In the listing below, find the line containing "TARGET = black peep-toe bootie". Write out that line and every line after it to the end, exactly and only those.
── Data rows
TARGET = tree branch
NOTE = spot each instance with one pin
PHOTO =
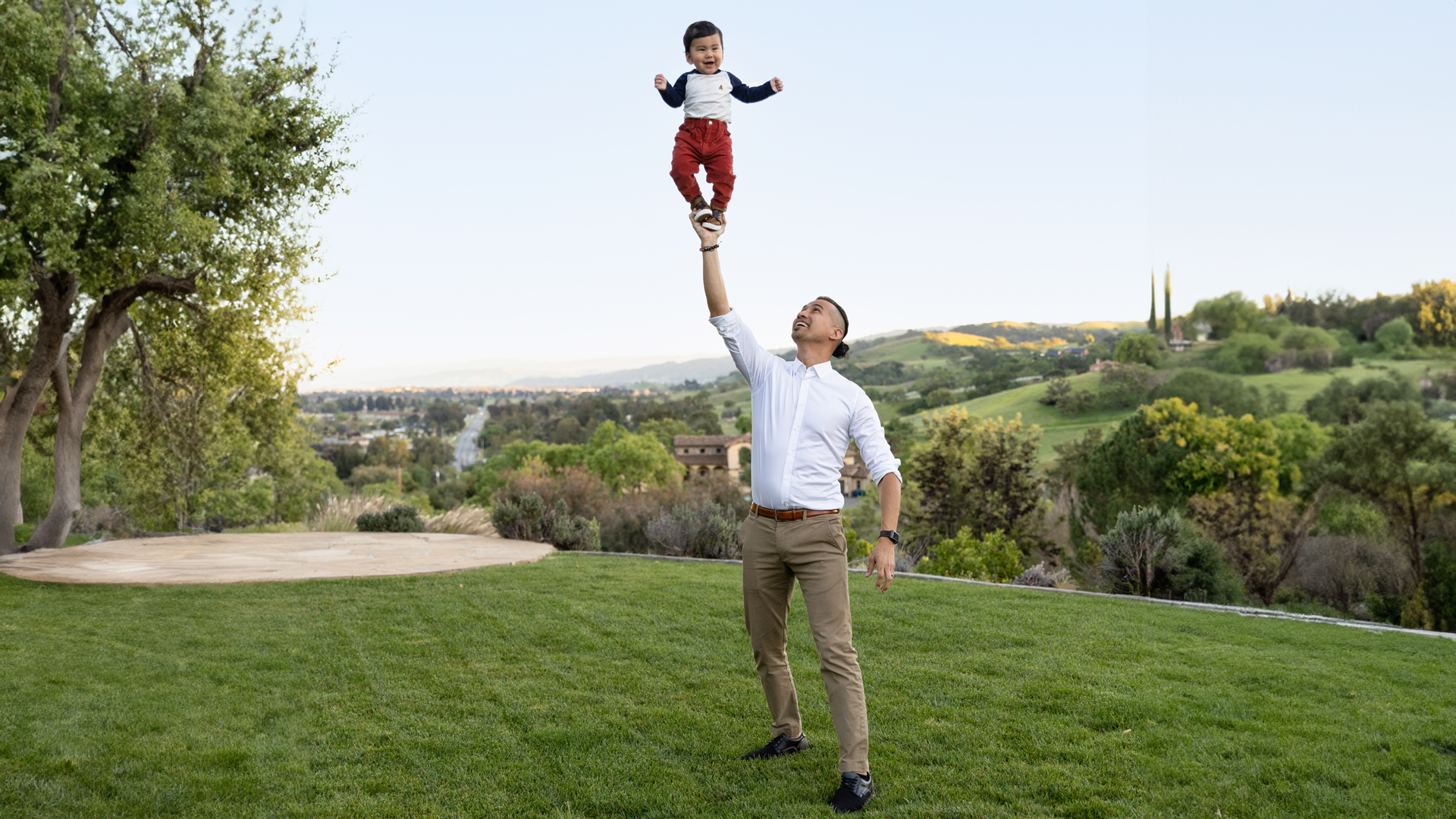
(121, 42)
(63, 66)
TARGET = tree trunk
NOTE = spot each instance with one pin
(104, 325)
(55, 293)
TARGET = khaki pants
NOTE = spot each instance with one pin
(813, 551)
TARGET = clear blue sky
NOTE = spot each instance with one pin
(927, 165)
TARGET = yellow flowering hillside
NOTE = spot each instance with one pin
(998, 343)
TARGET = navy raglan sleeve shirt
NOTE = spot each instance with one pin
(745, 93)
(676, 93)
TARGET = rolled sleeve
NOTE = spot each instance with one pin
(747, 354)
(870, 438)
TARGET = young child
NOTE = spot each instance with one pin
(704, 134)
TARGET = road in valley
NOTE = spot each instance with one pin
(465, 445)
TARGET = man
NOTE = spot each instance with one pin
(804, 416)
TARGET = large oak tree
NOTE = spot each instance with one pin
(149, 153)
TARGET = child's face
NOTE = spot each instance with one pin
(707, 55)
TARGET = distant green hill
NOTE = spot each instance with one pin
(1056, 428)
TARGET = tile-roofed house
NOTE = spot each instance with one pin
(854, 475)
(711, 453)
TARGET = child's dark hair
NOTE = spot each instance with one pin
(701, 28)
(843, 349)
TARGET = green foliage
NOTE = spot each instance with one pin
(171, 172)
(1131, 466)
(1138, 547)
(707, 531)
(526, 518)
(993, 557)
(1213, 392)
(1138, 349)
(1228, 315)
(628, 461)
(1395, 337)
(1398, 460)
(1439, 586)
(1069, 401)
(1197, 569)
(1126, 385)
(971, 474)
(1245, 353)
(1347, 403)
(400, 518)
(490, 477)
(1351, 516)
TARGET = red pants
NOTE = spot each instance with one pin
(707, 143)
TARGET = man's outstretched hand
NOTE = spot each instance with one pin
(883, 563)
(707, 237)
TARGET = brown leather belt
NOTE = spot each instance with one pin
(789, 513)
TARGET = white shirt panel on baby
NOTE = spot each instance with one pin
(710, 96)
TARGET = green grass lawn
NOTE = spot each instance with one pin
(617, 687)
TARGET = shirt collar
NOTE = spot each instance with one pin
(820, 371)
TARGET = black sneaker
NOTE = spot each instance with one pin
(780, 745)
(852, 795)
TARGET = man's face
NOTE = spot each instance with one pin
(707, 53)
(819, 321)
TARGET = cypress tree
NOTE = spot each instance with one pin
(1152, 306)
(1168, 303)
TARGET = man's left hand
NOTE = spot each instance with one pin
(883, 563)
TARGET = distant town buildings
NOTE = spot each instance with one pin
(704, 455)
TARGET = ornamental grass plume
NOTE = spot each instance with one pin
(462, 521)
(341, 512)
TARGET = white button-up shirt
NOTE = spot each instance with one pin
(802, 420)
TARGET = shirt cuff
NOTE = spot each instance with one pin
(727, 324)
(892, 471)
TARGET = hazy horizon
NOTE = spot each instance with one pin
(927, 165)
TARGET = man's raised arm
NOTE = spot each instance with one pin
(712, 275)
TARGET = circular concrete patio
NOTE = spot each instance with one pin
(248, 558)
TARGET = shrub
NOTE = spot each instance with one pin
(1199, 570)
(1395, 337)
(400, 518)
(1347, 403)
(1440, 586)
(1345, 570)
(1126, 385)
(528, 518)
(1212, 391)
(1138, 547)
(519, 516)
(995, 557)
(1136, 349)
(460, 521)
(710, 531)
(1245, 353)
(1043, 576)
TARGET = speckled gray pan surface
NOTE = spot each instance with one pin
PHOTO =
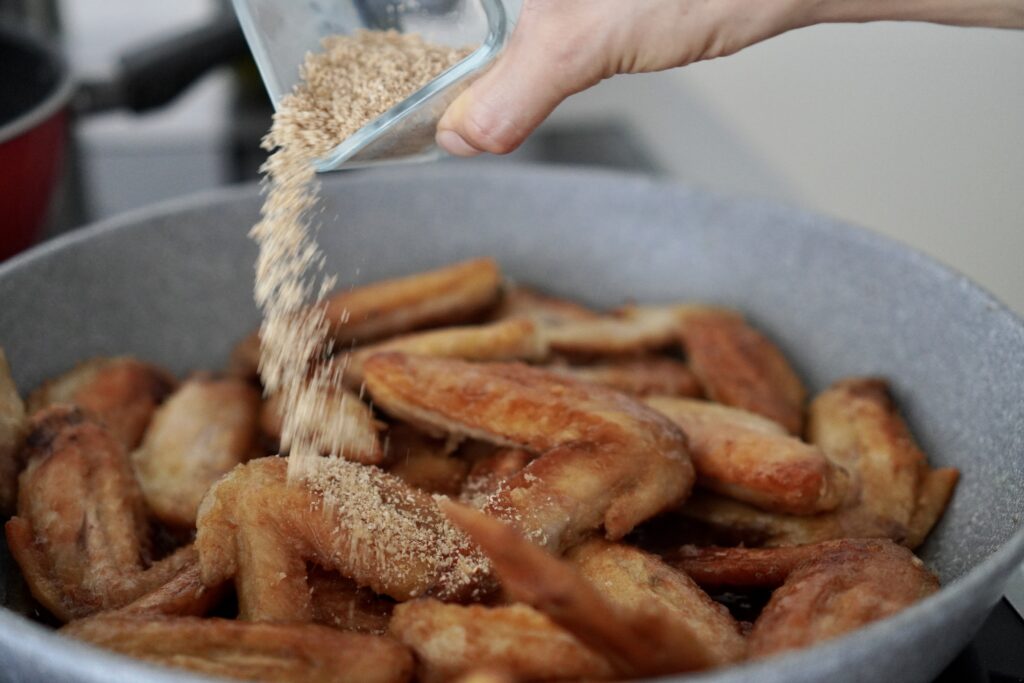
(173, 285)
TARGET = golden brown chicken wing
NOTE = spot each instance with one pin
(80, 536)
(893, 493)
(636, 583)
(847, 585)
(122, 393)
(275, 652)
(646, 376)
(453, 640)
(517, 339)
(739, 367)
(521, 301)
(425, 463)
(337, 422)
(636, 642)
(753, 459)
(207, 427)
(606, 459)
(357, 520)
(446, 296)
(341, 603)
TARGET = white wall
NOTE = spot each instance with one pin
(913, 130)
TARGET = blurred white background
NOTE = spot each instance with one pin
(915, 131)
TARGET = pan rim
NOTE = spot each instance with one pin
(1010, 553)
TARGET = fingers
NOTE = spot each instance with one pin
(541, 67)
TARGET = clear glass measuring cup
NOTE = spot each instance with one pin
(282, 32)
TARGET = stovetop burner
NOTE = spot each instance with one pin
(996, 653)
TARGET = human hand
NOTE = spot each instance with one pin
(561, 47)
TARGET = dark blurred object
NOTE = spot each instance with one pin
(33, 125)
(39, 16)
(37, 97)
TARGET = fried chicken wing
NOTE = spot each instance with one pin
(489, 471)
(122, 393)
(276, 652)
(639, 377)
(80, 536)
(933, 497)
(13, 426)
(846, 586)
(636, 583)
(207, 427)
(739, 367)
(508, 340)
(856, 421)
(338, 423)
(446, 296)
(753, 459)
(520, 301)
(184, 594)
(749, 567)
(370, 526)
(632, 330)
(636, 642)
(606, 459)
(341, 603)
(454, 640)
(893, 494)
(423, 462)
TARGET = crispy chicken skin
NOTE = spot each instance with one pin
(13, 426)
(276, 652)
(629, 331)
(847, 585)
(184, 594)
(342, 425)
(893, 493)
(423, 462)
(207, 427)
(517, 339)
(489, 471)
(453, 640)
(636, 642)
(646, 376)
(260, 530)
(341, 603)
(739, 367)
(753, 459)
(606, 460)
(80, 536)
(122, 393)
(522, 301)
(446, 296)
(637, 583)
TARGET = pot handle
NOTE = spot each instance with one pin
(154, 75)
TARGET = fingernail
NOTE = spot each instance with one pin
(453, 143)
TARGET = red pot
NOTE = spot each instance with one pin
(37, 99)
(33, 132)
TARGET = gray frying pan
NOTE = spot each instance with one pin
(173, 285)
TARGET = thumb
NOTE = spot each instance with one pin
(502, 108)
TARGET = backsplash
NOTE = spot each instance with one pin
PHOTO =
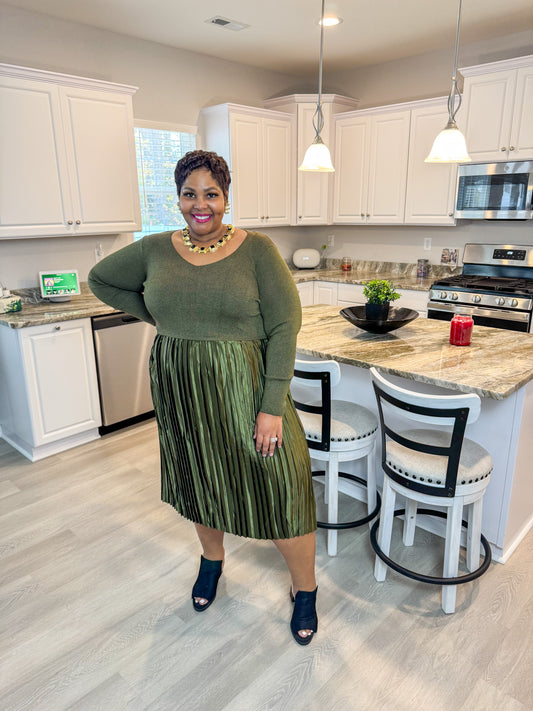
(402, 269)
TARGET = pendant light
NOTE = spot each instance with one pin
(317, 157)
(450, 145)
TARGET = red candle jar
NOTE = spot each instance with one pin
(461, 330)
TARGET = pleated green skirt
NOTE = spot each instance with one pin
(206, 397)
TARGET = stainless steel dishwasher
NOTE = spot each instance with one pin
(122, 345)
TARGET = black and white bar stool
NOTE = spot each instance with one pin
(336, 431)
(432, 467)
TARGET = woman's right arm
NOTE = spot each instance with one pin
(118, 280)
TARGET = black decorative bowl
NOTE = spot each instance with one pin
(397, 318)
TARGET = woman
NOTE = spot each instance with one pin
(233, 454)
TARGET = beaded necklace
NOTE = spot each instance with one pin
(186, 237)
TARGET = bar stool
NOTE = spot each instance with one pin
(336, 431)
(435, 467)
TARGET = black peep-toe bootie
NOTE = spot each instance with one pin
(304, 615)
(206, 583)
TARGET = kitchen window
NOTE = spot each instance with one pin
(158, 148)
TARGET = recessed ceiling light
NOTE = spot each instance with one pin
(226, 24)
(331, 21)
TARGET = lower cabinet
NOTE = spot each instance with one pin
(325, 292)
(306, 293)
(49, 387)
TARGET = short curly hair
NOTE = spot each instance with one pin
(194, 160)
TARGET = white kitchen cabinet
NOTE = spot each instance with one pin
(52, 403)
(430, 193)
(371, 152)
(314, 190)
(497, 115)
(350, 295)
(259, 147)
(306, 293)
(68, 155)
(325, 292)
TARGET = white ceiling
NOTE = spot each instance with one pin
(284, 35)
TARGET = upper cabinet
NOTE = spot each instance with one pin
(314, 190)
(430, 196)
(258, 146)
(68, 155)
(371, 151)
(497, 114)
(381, 177)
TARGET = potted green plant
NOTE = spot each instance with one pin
(379, 294)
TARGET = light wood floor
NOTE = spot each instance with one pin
(95, 608)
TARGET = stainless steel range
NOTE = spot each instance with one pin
(495, 288)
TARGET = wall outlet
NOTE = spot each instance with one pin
(98, 252)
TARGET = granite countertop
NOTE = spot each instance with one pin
(421, 351)
(36, 312)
────
■ Solution for this problem ■
TARGET = black peep-toe bootie
NOTE = spot each instance with one pin
(304, 615)
(206, 583)
TARGET = kitchen window
NOTE = spot each instance with one pin
(158, 148)
TARGET = recessed ceiling light
NOTE = spot each instance with one pin
(226, 24)
(331, 21)
TARGET = lower cabinet
NOTE = spot each instance with one pin
(325, 292)
(306, 293)
(49, 387)
TARGET = short curly hair
NOTE = spot each instance with one pin
(194, 160)
TARGET = white kitchen cabinet
NOTE = spot each instance with one pin
(52, 403)
(430, 193)
(371, 152)
(314, 190)
(497, 115)
(350, 295)
(259, 147)
(306, 293)
(68, 155)
(325, 292)
TARGET = white ceiling
NOTE = spot each instance with one pin
(284, 35)
TARGET = upper cabinet
NOTE = spot each instance with one pin
(314, 190)
(430, 196)
(258, 146)
(68, 155)
(371, 151)
(497, 114)
(381, 177)
TARGET = potted green plant
NOTE = spot each instance with one pin
(379, 294)
TARGET = light wood floor
NOTE = spot each instance with one pin
(95, 608)
TARGET = stainless steel range
NOTE = spot each instance with one pin
(495, 288)
TARGET = wall outlet
NOTE = spot each instance with one pin
(98, 252)
TARGET = granite countertop
NOTE = spot each instance with one pin
(421, 351)
(36, 312)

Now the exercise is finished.